◆ AIM OF THE TASK ◆
Copy out the material starting with the line that contains "Query: white snow patch" and going on through the line that contains "66 94 L 60 94", both included, and shift every coordinate in the answer paths by -12. Leave all other lines unchanged.

======== TASK INPUT ========

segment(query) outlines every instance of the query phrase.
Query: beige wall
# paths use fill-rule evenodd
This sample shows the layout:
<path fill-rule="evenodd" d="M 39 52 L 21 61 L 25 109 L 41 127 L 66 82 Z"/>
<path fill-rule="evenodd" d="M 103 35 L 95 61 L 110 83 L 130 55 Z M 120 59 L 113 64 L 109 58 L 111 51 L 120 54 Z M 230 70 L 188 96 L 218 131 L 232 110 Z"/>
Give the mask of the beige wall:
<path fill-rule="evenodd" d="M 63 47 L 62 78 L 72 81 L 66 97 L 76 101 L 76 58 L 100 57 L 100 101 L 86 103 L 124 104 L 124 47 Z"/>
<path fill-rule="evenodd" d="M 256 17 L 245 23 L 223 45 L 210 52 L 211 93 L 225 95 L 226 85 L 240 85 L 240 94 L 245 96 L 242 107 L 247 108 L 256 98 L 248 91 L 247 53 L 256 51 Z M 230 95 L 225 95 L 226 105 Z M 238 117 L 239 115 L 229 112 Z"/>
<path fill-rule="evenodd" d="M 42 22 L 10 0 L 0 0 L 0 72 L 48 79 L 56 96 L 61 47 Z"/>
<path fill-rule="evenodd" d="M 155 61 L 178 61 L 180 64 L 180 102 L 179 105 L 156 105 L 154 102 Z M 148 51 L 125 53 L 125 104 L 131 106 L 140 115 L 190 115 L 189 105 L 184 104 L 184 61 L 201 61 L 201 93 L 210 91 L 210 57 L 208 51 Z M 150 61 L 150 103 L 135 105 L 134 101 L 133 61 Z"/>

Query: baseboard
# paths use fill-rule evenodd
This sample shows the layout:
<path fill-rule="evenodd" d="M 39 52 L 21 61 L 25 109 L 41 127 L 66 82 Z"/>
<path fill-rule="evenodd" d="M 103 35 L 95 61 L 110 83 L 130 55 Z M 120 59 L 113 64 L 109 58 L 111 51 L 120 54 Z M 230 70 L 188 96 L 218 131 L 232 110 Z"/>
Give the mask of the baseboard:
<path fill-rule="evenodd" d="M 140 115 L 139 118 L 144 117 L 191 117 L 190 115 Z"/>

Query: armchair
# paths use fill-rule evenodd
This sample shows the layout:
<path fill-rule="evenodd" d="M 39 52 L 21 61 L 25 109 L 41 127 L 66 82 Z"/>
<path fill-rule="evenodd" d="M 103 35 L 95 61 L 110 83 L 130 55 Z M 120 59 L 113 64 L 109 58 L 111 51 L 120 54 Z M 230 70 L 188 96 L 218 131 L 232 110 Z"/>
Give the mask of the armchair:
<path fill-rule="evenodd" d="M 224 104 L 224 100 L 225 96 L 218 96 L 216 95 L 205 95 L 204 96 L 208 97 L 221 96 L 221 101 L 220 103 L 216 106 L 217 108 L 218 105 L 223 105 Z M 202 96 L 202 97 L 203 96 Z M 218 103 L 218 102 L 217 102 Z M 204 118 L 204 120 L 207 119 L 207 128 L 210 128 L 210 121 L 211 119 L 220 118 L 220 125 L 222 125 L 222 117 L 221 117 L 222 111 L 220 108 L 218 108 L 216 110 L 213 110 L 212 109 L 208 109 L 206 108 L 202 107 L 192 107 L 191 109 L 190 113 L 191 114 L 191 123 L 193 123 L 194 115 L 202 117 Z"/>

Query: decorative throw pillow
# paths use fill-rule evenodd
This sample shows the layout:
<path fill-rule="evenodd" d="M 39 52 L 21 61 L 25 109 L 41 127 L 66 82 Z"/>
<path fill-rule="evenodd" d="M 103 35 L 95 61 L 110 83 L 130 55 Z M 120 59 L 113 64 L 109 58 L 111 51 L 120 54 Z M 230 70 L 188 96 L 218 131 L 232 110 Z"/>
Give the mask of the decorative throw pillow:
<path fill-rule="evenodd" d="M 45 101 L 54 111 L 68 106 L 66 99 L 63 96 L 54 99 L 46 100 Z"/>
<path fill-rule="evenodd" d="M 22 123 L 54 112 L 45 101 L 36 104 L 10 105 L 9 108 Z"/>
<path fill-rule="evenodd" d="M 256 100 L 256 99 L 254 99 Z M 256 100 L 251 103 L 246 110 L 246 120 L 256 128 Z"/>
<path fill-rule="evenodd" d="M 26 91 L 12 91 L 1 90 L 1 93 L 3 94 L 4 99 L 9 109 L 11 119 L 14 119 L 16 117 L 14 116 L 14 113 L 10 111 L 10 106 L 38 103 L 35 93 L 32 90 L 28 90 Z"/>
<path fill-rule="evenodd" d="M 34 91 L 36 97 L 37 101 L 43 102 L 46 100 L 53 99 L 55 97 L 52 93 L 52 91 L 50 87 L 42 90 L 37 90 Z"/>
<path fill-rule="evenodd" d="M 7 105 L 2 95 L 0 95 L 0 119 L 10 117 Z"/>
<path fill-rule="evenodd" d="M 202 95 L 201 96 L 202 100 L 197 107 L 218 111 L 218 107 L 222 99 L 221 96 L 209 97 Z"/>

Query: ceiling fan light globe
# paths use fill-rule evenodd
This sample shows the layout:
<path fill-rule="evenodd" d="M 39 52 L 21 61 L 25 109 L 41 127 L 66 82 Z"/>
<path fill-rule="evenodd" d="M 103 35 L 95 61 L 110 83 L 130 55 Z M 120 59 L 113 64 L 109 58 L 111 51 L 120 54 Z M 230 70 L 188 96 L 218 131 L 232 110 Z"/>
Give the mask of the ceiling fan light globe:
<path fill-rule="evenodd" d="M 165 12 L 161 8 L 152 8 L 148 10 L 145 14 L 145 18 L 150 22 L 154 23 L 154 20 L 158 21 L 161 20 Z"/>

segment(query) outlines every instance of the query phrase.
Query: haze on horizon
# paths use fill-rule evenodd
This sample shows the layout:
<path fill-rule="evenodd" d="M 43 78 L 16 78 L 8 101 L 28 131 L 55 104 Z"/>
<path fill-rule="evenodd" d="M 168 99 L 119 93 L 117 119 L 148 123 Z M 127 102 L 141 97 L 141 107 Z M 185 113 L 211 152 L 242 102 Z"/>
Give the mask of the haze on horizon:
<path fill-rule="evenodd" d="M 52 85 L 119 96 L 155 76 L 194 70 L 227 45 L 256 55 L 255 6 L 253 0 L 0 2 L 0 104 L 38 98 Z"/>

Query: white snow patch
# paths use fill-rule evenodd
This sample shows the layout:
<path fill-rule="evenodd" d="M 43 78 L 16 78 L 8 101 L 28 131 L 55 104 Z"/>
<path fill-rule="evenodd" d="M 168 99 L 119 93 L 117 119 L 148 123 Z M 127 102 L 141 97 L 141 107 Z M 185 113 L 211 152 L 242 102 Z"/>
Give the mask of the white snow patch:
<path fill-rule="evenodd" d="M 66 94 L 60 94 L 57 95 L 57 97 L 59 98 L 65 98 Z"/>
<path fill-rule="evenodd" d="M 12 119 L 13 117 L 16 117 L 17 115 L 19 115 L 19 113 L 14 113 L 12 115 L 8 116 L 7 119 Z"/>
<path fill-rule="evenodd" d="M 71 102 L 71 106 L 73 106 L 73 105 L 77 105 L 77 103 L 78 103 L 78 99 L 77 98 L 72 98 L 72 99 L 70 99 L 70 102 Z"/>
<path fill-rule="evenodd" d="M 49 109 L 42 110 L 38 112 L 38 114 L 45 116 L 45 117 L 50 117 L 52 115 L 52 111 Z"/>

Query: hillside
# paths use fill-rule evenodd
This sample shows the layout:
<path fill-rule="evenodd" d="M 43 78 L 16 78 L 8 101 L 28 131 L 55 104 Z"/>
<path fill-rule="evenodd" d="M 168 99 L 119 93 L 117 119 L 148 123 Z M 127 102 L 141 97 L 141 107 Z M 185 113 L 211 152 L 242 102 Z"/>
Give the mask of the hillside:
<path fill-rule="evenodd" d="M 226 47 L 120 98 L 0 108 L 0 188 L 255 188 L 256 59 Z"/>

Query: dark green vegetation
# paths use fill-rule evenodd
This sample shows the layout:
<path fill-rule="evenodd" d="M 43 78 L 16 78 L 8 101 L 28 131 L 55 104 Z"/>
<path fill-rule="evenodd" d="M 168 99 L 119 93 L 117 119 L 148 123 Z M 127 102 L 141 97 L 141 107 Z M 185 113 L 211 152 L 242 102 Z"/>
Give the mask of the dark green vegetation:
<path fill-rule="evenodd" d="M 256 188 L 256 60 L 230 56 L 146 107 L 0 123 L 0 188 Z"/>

========

◆ WRITTEN ANSWER ◆
Query: white snow patch
# paths use fill-rule evenodd
This sample shows the layout:
<path fill-rule="evenodd" d="M 43 78 L 16 78 L 8 101 L 28 131 L 55 104 Z"/>
<path fill-rule="evenodd" d="M 168 99 L 119 93 L 117 119 L 148 123 Z M 127 102 L 141 97 L 141 107 Z M 185 113 L 211 152 L 242 102 Z"/>
Give the mask of the white snow patch:
<path fill-rule="evenodd" d="M 54 82 L 48 82 L 45 83 L 45 85 L 47 86 L 53 86 Z"/>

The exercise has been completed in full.